*OBJETIVO DO EXERCÍCIO*.
Responda a estas perguntas sobre o trecho a respeito do teatro de Piscator:
1. Quem seria o responsável pela construção do teatro total?
2. Qual editora publicou a tradução argentina de Teatro Político?
3. Segundo a citação, com relação a que a antiguidade considerava a posição do ser humano?

*TRECHO SELECIONADO*.
——

O teatro político de Piscator

Autor

Leo Gilson Ribeiro

Resumo
Diário de Notícias, 1960/03/20. Aguardando revisão.

Ao justificar a construção, por Walter Gropius, do seu teatro total, isto é: aquele que arquitetonicamente circundaria os espectadores, integrando-os nos acontecimentos dramáticos, Piscator formulou com clareza seus propósitos políticos no setor artístico. Para ele – como depois para Brecht, que deve muitíssimo a esse seu importante predecessor – o teatro preenche fundamentalmente uma função social. Ele próprio declara em seu livro autobiográfico: Politisches Theater (Teatro Político, tradução argentina da Editorial Futuro, Buenos Aires), dedicado intencionalmente “ao proletariado Berlim”: “No palco, o homem assume para nós um conteúdo, uma função social. O ponto central (da ação dramática) não são as suas relações consigo mesmo nem suas relações com Deus, mas unicamente as suas relações com a sociedade. Onde quer que o homem surja, surge ao mesmo tempo com ele a sua classe ou camada social. Por mais que a antiguidade considerasse como ponto central (da sua concepção do mundo) a posição do ser humano com relação ao Destino e a Idade Média com relação a Deus (...) a nossa época, para a qual se tornaram atuais as relações universais, a revisão de todos os valores humanos, a revolução de todas as condições sociais, a nossa época não poderá deixar de considerar o homem em sua dependência da sociedade que o circunda, analisando, portanto, o ser humano como ser político”.

——

*EXTRATO DE DADOS*.
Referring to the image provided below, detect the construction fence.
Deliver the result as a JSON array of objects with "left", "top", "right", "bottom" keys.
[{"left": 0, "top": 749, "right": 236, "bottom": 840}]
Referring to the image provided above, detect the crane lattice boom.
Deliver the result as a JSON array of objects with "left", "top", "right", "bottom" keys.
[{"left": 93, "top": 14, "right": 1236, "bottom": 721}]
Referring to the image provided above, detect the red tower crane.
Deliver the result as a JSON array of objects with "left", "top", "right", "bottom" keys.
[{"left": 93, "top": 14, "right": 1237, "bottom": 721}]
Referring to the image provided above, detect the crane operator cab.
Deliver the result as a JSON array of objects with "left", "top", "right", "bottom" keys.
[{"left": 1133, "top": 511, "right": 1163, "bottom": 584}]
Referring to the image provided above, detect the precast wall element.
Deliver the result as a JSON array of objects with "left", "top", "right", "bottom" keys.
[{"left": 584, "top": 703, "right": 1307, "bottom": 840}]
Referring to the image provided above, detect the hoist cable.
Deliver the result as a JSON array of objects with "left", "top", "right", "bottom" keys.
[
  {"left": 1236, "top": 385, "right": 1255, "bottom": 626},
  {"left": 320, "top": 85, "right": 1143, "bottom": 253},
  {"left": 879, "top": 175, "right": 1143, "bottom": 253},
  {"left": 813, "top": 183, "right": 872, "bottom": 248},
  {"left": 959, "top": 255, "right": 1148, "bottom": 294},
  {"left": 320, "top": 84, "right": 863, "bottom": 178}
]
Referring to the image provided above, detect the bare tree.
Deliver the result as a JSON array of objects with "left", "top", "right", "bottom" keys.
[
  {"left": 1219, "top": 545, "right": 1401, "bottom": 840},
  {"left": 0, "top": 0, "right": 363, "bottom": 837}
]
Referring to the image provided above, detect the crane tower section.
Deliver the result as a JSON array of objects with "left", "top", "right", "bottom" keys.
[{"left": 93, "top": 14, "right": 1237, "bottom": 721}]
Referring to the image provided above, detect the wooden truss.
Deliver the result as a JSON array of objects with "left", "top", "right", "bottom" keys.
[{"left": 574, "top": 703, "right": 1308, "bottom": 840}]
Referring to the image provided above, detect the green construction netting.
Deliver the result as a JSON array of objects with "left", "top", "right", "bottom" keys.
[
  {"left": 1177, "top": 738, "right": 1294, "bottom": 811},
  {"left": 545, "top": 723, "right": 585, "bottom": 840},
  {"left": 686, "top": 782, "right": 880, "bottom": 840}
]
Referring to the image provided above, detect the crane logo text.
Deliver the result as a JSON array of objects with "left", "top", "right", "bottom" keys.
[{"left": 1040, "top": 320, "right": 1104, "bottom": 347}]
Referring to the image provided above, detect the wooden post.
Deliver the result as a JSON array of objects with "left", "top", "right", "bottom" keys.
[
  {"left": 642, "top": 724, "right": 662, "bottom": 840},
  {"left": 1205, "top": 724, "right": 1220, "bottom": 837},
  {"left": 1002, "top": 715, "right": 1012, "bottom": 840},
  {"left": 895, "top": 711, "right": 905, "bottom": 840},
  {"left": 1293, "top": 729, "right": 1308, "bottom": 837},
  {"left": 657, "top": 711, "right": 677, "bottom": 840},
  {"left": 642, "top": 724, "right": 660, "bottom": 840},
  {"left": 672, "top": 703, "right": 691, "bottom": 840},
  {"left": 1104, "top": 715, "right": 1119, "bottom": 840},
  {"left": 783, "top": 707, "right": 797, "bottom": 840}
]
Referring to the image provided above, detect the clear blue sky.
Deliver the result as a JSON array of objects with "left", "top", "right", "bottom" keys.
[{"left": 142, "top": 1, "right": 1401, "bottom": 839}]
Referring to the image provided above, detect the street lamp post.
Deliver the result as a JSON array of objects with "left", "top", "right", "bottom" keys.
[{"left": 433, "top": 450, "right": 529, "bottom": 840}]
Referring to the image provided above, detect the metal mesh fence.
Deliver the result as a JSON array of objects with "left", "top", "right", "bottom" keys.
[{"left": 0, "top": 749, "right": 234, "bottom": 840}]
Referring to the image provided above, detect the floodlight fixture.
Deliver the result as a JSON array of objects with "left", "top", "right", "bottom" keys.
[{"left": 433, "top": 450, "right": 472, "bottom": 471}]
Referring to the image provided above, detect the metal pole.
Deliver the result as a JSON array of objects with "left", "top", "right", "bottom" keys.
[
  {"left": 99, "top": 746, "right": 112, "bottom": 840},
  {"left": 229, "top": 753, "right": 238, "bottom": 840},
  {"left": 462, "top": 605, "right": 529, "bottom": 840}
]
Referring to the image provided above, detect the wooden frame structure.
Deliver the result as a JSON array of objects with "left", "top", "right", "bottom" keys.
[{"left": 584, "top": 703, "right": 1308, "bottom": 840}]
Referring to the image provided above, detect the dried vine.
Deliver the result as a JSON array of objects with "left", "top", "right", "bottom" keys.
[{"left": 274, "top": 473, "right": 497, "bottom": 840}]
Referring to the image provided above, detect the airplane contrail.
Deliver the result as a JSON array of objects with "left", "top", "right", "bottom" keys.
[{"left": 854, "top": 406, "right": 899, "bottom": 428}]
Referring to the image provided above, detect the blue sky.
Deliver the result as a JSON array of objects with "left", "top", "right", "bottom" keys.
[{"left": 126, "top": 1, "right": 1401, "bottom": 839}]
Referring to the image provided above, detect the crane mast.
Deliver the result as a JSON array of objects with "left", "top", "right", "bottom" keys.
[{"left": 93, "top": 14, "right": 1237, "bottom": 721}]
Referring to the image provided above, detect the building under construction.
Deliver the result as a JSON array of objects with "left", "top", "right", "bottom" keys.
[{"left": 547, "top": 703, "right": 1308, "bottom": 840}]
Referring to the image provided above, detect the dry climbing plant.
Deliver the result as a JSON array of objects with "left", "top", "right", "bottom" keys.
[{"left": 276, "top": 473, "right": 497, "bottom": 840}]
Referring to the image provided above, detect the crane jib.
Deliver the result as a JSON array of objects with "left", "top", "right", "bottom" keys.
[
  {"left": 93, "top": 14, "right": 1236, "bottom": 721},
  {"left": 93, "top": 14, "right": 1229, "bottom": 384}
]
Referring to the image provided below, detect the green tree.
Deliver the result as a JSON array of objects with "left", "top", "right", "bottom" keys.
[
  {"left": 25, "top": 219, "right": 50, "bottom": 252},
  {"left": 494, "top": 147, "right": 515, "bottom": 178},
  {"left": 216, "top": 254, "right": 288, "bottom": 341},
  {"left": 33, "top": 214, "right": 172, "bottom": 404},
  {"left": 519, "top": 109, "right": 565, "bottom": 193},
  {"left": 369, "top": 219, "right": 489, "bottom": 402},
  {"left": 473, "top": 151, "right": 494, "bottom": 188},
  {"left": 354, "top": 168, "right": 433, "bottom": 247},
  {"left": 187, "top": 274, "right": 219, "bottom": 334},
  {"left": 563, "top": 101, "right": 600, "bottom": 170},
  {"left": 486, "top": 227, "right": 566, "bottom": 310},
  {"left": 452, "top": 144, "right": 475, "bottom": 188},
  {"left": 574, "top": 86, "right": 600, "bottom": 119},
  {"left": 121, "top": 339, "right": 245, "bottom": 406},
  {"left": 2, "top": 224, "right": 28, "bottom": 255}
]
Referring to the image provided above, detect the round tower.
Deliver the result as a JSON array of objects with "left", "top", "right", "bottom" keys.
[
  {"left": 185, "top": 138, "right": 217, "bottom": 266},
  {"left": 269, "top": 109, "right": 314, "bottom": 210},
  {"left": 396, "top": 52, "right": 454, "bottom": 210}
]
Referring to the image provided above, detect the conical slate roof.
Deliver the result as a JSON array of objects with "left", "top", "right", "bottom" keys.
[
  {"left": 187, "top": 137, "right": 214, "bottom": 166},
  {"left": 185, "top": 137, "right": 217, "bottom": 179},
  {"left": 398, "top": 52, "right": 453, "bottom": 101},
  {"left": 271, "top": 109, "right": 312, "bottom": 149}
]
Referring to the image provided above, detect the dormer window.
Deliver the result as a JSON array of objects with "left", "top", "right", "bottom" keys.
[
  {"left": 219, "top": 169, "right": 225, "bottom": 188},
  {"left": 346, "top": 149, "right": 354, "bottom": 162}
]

——

*RESPOSTA COMPLETA*.
1. Walter Gropius.
2. A Editorial Futuro, de Buenos Aires.
3. Com relação ao Destino.